Rewrite the Fes travel account from "After lunch we" to "a Moroccan academic.", and put "lavender" in place of "mint".
[[ DOCUMENT EXCERPT open ]]
After lunch we walked the souks of the Medina some more and ended up at the tannery souk where we got a tour with mint under our noses. Without the mint, the odor would have been overpowering. I bought Elizabeth a gift there. Afterwards, Pete and I retired to our hotel for a much needed rest before our dinner at Palais Faraj’s Amandier restaurant, where we would discuss Moroccan history and culture over dinner with a Moroccan academic.
A native of Fes, our dinner guest, Dr. Fatima discussed her city and life as an female academic in Morocco. With a PhD with a specialty in comparative cultures, she is currently focusing on female monarchs in history. While I enjoyed my Chicken and Vegetable Couscous and the pink sunset from the rooftop restaurant overlooking the Medina below, Pete and I got a history lesson on why Jewish and Muslim cultures are so intertwined in Morocco. But most interesting was how far women’s rights have been advanced in Morocco over the past 20 years due mostly to the current King, who succeeded his father in 1999. A very progressive monarch, he has championed women’s rights to the point where women have the same rights in marriage as men with a few exceptions. One exception is that when a patriarch dies, the sons still inherit twice as much as the daughters. But our professor friend says that may also change soon. As she said, change does not happen overnight, and this monarch and parliament has done a good job of implementing reforms gradually.
[[ DOCUMENT EXCERPT closed ]]
[[ DATA TO EXAMINE open ]]
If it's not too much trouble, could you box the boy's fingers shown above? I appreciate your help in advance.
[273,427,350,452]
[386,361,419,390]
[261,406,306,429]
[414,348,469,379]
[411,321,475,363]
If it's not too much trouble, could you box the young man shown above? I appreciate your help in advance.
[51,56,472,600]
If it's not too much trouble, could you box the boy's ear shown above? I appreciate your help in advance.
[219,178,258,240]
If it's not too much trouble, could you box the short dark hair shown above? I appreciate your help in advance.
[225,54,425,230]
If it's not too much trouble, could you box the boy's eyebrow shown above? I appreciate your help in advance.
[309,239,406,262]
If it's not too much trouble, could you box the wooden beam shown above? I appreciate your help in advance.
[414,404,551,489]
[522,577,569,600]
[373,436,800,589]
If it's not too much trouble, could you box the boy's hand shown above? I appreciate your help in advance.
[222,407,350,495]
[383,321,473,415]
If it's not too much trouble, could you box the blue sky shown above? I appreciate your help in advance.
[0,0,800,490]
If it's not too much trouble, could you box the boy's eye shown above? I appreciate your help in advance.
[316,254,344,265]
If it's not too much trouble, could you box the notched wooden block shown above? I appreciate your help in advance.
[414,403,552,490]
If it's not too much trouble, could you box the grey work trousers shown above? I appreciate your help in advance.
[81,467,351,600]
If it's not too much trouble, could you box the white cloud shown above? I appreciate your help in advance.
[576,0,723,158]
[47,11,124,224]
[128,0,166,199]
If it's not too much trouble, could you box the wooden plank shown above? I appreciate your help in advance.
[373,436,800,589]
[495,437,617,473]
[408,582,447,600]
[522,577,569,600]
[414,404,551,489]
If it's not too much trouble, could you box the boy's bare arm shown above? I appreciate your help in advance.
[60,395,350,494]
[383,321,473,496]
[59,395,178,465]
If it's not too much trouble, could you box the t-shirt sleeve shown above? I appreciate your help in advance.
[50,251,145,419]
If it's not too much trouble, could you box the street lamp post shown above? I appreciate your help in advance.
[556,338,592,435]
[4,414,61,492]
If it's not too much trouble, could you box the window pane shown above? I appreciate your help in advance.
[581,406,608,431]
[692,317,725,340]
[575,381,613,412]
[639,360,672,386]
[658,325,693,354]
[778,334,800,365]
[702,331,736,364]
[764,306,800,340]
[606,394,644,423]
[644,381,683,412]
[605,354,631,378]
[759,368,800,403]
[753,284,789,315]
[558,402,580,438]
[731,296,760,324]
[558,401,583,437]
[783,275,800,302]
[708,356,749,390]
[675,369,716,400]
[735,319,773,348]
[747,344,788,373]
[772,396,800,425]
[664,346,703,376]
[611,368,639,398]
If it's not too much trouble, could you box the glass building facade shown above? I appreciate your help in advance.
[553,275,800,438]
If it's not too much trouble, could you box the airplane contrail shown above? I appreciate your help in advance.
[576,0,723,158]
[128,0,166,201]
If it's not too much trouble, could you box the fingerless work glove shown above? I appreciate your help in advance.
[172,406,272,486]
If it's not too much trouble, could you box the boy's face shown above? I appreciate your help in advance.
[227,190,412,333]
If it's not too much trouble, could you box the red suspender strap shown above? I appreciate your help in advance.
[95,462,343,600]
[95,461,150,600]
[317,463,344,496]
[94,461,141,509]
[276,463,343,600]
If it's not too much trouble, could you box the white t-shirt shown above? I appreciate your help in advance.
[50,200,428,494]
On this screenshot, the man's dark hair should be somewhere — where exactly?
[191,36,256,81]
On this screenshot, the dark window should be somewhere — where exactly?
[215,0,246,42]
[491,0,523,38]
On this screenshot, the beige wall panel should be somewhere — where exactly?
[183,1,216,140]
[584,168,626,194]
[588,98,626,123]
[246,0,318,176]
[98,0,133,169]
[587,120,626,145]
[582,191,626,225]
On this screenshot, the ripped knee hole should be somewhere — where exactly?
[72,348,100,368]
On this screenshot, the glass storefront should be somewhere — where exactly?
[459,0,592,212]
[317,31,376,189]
[[ DATA TO EXAMINE closed ]]
**OUTPUT OF THE EXERCISE:**
After lunch we walked the souks of the Medina some more and ended up at the tannery souk where we got a tour with lavender under our noses. Without the lavender, the odor would have been overpowering. I bought Elizabeth a gift there. Afterwards, Pete and I retired to our hotel for a much needed rest before our dinner at Palais Faraj’s Amandier restaurant, where we would discuss Moroccan history and culture over dinner with a Moroccan academic.